What you should do. Transcribe the concept art interview, starting at "Brennan: Cody and" and ending at "Alberto Mielgo is.".

Aaron: My original heroes were the UK cover artists of the 70s, as showcased in the venerable Terran Trade Authority Handbook series of books by Stewart Cowley. Peter Elson was a particular favourite, but among them were Chris Foss (not actually a TTA artist) Tony Roberts, Bob Layzell, Angus McKie and the others of the era. Add to that, of course, the Star Wars and Alien teams. But now...wow.. it's raining amazing concept art. I'm figuratively drowning in it. Even pieces that, when I look at them today and think 'meh', had I seen that same piece back in '77 as a kid I would have venerated it as the best picture in the whole world. The only problem with 'bad' concept art today is that it's not 1977. The volume of amazing work is overwhelming. But I'd be remiss if I didn't mention the great Craig Mullins. He really single handedly defined the modern era of concept art, and led that era with unsurpassed awesomeness. He has also been a very generous teacher. I was literally hand inking detailed line drawings, scanning them in, and colouring them like comic book panels with my mouse one week, and doing actual digital painting the next week after seeing Mullins' work for the first time. It was a complete sea-change. Thanks Craig!
Brennan: Cody and Aaron! Seriously though, the team here is something else. Some of my other favourite artists are Mathias Verhasselt, Jaime Jones and our CEO Rob Cunningham. We spend a lot of time sitting around complaining about how good Alberto Mielgo is.

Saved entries
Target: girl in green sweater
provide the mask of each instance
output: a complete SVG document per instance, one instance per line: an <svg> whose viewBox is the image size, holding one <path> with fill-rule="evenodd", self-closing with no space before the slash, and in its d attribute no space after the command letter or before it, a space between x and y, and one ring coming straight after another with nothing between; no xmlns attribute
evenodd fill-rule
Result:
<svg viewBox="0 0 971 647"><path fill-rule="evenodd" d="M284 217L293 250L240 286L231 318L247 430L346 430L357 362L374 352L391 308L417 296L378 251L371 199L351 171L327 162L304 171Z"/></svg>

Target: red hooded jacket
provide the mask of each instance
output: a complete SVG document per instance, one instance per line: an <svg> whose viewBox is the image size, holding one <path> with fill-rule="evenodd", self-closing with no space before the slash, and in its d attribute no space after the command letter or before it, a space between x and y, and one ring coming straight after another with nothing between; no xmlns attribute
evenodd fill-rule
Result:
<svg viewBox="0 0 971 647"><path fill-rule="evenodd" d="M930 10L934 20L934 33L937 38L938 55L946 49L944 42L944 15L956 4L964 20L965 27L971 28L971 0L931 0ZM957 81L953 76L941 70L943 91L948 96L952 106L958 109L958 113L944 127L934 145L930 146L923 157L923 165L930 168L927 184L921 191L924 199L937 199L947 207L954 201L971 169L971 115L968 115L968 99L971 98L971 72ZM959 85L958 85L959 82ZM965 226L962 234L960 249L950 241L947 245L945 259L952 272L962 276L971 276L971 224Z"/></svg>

The solution.
Brennan: Cody and Aaron! Seriously though, the team here is something else. Some of my other favourite artists are Mathias Verhasselt, Jaime Jones and our CEO Rob Cunningham. We spend a lot of time sitting around complaining about how good Alberto Mielgo is.